## REQUIRED ACTION
Answer these questions from the article about threats against Alaska's two U.S. senators.
1. How many months in prison was Jay Allen Johnson sentenced to?
2. How many threatening voicemails did he leave for the senators?
3. What is the name of his lawyer?

## SELECTED EXCERPT
##############################
An Alaska man who left over a dozen voicemail messages threatening to kill the state's two U.S. senators, Lisa Murkowski and Dan Sullivan, has been sentenced to 32 months in prison.
U.S. District Judge Ralph Beistline sentenced 65-year-old Jay Allen Johnson last week after he pleaded guilty earlier this year to federal charges of threatening to kill or have an assassin murder the two senators.
Johnson was fined $5,000 and will be prohibited from contacting the lawmakers, their staff, and their families for three years following his release from prison. He will also forfeit the seven firearms seized from his home, according to the Justice Department.
Over the span of five-months, Johnson left 17 threatening voicemails for the senators, which prosecutors said were directed at the lawmakers for "performing their official duties."
"I will find out everything, where you’re at. I will find out all your properties and I will burn everything you hope to have, and I will burn everything you hope to own," he said in one message to Sen. Murkowski, a Republican.
Murkowski was also accused by the man of allowing "terrorists" and "assassins" into the country, and was asked if she knew was a .50 caliber shell can do "to a human head."
Johnson left a number of similar messages for Sullivan, also a Republican, threatening to come "with a vengeance" for the senator.
An attorney for Johnson said that his client suffers from post-traumatic stress disorder and declining physical health. He argued that the man knew he would never act on his threats.
"Between the prescribed narcotics, pain, and self-medicating, Mr. Johnson was not himself," Johnson's lawyer, Jason Weiner, wrote in a memo. He also argued that Johnson's use of alcohol and the coronavirus pandemic were contributing factors to his client's behavior.
##############################
## DATA EXTRACTS
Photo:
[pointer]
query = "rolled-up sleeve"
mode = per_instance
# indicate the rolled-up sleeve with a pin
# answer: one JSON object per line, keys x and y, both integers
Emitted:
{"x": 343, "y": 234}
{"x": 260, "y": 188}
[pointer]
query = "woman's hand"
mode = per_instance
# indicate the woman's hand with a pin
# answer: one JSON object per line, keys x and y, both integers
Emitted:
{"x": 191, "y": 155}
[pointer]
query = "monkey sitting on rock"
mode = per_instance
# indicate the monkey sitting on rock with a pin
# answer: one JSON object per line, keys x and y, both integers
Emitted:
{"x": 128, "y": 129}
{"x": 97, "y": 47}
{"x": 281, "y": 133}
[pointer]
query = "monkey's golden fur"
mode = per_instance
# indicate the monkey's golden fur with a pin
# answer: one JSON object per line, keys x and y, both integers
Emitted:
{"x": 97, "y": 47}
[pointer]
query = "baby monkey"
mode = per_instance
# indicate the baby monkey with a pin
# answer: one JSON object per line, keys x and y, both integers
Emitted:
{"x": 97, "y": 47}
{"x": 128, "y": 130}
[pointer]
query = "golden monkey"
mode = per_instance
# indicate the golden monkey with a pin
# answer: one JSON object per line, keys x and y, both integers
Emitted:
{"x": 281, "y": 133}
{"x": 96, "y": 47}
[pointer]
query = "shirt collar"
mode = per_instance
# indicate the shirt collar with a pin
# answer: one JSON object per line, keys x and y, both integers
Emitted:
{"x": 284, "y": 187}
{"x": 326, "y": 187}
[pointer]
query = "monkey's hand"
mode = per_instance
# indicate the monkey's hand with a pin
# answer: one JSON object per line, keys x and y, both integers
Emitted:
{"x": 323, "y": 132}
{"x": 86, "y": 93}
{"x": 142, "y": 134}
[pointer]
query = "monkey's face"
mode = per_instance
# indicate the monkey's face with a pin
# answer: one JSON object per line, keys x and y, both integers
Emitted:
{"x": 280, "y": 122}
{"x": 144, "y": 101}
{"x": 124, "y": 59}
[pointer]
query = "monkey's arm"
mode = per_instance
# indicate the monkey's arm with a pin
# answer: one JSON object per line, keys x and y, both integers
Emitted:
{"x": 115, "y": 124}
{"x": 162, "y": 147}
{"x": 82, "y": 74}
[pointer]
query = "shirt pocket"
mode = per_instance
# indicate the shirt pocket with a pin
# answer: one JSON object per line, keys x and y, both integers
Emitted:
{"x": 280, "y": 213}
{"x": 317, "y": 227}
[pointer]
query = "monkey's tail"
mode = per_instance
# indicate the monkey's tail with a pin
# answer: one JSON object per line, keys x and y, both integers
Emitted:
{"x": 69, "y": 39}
##############################
## WRITTEN RESPONSE
1. 32 months
2. 17
3. Jason Weiner